-- start Task material --
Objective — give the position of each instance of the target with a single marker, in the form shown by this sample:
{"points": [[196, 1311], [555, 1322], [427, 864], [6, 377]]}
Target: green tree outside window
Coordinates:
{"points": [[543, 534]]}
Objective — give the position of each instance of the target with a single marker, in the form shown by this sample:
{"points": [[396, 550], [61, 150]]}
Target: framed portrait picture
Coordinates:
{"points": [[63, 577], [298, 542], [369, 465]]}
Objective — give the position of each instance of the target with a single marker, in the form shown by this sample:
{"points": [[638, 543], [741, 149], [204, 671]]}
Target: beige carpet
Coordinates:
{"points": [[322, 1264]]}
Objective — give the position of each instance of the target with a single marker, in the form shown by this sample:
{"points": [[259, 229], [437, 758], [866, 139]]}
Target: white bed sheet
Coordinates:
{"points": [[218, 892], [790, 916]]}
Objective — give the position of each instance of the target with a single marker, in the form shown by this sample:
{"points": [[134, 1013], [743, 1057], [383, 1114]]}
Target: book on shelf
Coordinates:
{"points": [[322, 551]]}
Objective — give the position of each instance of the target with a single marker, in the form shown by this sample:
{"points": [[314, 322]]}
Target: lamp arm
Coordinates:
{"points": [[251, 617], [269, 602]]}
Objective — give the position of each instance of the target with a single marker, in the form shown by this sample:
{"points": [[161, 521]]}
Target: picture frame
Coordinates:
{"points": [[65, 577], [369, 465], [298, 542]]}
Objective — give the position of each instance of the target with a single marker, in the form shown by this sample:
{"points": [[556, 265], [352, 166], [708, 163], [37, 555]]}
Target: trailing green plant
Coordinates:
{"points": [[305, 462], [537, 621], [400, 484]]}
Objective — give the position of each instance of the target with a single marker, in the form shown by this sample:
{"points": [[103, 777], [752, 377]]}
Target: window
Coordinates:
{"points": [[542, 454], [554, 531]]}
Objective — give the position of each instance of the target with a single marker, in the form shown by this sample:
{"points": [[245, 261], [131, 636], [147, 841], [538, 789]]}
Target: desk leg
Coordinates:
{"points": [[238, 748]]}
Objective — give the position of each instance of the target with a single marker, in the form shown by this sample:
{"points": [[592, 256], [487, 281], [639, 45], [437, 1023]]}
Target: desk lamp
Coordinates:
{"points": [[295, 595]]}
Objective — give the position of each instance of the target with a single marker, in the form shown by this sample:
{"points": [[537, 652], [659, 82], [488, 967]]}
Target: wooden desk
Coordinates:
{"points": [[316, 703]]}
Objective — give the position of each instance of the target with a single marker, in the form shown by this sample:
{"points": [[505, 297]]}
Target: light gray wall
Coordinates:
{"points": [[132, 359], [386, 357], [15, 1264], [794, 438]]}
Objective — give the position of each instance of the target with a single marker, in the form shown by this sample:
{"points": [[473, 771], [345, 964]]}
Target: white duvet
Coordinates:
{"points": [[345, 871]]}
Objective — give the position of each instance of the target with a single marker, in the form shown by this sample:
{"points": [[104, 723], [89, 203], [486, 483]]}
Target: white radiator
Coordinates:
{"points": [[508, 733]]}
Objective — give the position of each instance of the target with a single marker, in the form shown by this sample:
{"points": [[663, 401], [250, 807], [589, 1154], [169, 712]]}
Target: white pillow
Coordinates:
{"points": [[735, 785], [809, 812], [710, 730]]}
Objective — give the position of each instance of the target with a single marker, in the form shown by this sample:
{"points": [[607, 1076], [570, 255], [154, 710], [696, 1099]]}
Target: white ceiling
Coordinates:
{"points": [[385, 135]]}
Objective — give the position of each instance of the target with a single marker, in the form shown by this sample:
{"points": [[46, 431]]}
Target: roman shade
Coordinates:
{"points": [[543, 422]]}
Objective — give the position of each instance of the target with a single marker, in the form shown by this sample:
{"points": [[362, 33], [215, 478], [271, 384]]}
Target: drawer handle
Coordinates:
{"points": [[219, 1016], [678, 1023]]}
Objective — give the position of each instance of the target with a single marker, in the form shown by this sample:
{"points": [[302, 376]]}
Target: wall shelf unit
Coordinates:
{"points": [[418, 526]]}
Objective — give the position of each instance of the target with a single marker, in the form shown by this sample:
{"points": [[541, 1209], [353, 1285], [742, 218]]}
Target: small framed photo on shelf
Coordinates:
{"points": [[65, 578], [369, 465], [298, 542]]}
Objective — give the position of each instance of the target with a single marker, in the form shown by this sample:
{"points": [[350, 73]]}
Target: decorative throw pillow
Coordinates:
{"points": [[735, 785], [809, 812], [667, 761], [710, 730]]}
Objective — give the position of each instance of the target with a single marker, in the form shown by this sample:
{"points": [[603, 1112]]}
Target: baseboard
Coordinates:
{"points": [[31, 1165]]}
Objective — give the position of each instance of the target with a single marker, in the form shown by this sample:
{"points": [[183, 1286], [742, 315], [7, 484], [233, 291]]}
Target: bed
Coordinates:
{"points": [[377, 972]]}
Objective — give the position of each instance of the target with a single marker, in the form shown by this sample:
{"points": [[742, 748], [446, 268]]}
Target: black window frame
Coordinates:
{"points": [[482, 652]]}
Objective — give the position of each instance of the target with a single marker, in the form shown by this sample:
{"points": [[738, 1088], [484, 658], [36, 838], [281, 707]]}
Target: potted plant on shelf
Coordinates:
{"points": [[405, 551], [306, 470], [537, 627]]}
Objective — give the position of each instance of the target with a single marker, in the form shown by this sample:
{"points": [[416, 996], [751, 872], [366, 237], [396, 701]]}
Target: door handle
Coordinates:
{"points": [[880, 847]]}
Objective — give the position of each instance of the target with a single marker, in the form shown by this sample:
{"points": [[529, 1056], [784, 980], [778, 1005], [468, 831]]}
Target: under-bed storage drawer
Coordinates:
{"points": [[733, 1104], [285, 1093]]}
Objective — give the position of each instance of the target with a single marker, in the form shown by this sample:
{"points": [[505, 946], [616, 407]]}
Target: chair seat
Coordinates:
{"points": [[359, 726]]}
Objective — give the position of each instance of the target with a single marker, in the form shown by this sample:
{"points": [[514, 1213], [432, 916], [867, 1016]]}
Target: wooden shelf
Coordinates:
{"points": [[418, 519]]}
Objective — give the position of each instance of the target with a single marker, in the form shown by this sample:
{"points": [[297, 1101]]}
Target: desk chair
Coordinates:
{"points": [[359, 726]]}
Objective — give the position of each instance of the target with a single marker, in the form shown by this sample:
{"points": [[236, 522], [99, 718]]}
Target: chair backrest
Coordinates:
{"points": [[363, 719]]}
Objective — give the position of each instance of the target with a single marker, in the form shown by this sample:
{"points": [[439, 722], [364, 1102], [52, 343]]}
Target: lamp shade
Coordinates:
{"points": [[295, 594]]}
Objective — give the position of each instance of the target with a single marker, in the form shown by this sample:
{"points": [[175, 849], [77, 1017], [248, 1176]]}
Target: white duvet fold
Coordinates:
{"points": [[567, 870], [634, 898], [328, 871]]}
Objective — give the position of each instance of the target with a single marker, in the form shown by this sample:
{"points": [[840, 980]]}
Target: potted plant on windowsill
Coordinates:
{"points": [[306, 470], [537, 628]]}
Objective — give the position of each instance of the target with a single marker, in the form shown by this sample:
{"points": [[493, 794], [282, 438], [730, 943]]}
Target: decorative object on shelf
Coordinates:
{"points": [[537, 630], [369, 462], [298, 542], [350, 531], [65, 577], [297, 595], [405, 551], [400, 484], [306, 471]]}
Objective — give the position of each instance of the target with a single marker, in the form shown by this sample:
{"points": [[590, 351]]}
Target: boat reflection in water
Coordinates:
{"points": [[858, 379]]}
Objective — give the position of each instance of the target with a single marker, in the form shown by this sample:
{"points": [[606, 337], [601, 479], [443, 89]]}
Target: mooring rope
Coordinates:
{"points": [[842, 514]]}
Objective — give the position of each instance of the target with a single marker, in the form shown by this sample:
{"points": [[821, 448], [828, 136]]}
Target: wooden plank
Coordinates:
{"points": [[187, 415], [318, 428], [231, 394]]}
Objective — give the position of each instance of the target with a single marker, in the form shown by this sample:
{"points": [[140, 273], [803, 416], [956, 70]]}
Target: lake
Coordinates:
-- end Task material --
» **Exercise**
From the records above, select every line that contains the word "chair" and copy each one out in full.

» **The output**
Target: chair seat
Target: desk chair
Target: chair backrest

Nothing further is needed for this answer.